= Your goal =
Report only how many lines of the records contain the word "wooden".

= Material provided =
:::::
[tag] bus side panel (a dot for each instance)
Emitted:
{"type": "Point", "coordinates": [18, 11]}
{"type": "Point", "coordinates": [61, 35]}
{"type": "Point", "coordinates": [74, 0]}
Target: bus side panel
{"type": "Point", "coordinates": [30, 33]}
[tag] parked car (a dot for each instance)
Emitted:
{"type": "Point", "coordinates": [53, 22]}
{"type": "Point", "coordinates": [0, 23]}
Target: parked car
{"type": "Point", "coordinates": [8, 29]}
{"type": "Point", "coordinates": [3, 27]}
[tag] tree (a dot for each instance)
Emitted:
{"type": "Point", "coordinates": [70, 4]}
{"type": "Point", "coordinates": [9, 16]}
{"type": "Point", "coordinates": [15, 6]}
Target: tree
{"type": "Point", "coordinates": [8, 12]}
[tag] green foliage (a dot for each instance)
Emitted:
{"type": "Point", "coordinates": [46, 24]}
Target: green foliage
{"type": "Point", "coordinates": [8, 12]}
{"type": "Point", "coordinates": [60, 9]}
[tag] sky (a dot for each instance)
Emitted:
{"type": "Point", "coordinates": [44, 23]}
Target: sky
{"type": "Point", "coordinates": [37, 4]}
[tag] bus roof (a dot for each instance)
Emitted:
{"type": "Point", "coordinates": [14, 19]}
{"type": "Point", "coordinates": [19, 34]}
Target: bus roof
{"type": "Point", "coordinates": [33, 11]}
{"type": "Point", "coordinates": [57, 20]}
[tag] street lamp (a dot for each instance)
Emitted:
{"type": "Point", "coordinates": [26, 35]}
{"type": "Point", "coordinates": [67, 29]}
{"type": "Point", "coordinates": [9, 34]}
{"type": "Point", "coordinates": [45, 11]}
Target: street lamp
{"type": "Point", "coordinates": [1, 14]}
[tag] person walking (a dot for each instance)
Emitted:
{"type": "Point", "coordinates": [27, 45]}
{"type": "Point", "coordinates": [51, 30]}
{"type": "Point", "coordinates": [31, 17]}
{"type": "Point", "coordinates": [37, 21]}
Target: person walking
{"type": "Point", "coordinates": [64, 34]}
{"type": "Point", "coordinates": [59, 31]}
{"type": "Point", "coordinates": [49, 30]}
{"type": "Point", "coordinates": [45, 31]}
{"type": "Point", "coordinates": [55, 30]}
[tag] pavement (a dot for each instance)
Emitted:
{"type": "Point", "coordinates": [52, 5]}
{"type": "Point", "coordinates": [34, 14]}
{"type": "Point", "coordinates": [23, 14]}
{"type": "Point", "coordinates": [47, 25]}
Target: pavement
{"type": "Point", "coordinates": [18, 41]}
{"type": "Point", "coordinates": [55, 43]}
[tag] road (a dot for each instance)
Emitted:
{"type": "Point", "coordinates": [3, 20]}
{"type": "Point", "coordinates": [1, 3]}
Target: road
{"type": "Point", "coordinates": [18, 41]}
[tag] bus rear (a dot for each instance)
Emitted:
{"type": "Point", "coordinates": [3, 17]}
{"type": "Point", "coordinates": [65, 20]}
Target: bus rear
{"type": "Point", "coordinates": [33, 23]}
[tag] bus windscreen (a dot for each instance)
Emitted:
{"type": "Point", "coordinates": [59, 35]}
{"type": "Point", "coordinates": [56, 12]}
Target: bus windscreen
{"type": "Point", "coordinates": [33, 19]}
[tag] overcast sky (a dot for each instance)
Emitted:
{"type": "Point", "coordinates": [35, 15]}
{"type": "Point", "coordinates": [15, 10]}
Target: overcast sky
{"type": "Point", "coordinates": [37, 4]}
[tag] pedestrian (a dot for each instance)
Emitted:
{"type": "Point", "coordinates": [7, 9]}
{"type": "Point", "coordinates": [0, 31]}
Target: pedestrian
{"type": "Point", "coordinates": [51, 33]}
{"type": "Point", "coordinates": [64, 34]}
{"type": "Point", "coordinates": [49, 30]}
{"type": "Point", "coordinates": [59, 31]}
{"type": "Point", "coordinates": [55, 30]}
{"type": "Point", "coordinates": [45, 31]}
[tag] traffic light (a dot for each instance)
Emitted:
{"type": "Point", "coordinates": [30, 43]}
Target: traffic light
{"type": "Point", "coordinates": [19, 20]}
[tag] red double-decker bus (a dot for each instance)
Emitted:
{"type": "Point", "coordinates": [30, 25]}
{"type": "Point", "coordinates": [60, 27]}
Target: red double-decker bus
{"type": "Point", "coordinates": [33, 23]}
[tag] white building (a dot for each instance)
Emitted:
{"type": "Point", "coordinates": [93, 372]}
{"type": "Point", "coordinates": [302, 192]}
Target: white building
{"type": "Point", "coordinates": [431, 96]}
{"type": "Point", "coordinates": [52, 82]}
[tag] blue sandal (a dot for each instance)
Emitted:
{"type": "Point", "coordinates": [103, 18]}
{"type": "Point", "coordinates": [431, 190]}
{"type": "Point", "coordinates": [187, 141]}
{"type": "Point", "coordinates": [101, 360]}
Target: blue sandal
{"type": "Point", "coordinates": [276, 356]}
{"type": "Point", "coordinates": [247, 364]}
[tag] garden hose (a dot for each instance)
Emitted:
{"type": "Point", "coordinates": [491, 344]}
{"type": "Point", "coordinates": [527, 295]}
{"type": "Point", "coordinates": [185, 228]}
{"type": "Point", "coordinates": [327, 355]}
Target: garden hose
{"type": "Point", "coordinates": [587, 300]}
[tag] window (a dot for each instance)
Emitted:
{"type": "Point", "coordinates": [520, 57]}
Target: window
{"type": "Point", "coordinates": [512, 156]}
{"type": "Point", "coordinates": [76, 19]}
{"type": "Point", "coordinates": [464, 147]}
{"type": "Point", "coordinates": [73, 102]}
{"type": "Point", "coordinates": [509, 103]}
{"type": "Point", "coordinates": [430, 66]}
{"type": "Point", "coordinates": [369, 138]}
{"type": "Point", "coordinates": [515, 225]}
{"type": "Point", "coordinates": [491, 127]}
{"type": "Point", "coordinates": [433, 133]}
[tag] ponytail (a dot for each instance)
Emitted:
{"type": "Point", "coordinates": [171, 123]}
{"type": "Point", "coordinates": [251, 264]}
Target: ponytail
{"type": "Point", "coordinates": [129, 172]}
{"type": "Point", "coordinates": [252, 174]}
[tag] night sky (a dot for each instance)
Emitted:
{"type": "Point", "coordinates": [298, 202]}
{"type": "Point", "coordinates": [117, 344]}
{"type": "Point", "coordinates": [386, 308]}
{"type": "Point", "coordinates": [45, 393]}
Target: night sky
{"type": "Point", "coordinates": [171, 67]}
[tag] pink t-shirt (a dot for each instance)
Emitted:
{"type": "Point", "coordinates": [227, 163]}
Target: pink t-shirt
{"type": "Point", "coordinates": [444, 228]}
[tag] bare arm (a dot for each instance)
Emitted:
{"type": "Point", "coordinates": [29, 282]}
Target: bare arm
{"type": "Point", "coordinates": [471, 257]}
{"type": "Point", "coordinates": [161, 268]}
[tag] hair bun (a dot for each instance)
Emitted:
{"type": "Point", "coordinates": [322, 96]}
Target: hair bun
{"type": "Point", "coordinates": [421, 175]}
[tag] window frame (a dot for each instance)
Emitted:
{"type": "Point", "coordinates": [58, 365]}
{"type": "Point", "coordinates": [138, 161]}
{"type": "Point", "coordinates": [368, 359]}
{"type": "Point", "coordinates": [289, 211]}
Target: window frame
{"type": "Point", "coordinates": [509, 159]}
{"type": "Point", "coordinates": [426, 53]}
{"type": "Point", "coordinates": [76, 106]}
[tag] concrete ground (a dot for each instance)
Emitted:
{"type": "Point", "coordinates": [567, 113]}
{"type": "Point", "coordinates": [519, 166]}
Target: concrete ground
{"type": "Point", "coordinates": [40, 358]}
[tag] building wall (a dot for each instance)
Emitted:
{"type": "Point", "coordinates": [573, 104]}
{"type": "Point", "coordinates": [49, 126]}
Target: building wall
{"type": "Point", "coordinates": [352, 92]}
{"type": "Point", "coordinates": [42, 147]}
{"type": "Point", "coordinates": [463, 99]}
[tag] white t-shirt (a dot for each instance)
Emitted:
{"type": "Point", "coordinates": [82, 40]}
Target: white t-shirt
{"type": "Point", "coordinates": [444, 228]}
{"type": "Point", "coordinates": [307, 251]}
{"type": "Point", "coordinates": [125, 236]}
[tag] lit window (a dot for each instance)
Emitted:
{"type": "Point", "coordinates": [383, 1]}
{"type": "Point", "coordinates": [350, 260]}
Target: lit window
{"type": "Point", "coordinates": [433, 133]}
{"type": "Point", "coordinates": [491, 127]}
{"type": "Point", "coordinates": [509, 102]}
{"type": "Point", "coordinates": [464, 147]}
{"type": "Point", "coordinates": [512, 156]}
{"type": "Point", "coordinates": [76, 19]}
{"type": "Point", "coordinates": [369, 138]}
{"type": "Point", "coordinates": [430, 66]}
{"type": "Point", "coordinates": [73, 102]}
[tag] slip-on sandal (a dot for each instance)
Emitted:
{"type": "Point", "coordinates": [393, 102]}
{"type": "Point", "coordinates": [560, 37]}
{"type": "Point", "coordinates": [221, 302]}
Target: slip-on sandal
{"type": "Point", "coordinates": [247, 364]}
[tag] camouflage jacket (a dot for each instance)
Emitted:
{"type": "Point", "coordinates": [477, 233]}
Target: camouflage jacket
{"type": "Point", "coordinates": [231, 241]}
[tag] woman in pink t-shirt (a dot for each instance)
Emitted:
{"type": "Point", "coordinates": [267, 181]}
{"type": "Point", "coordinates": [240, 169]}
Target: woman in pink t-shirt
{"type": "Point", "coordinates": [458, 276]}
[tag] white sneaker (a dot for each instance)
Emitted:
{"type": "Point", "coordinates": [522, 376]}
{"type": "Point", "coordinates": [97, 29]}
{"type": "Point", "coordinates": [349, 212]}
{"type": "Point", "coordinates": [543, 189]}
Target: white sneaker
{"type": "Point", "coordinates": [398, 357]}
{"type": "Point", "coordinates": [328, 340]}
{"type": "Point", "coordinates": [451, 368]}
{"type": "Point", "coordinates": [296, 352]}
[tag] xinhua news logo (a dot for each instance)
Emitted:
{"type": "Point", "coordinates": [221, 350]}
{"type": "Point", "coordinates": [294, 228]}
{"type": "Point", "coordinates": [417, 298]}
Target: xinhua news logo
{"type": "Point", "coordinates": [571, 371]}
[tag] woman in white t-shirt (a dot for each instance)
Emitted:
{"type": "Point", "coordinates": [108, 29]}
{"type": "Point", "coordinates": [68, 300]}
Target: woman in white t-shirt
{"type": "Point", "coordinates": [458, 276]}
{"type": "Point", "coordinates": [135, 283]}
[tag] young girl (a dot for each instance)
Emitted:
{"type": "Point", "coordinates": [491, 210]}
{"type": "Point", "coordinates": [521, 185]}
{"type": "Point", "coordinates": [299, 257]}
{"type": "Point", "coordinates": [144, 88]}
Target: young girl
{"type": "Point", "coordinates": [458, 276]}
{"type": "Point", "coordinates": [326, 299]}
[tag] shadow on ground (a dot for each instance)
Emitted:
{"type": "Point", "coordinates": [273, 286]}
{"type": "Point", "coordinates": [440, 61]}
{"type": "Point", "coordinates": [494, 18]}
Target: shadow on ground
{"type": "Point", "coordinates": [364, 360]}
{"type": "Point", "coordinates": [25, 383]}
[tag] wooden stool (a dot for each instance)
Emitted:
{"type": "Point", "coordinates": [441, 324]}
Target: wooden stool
:::::
= Answer box =
2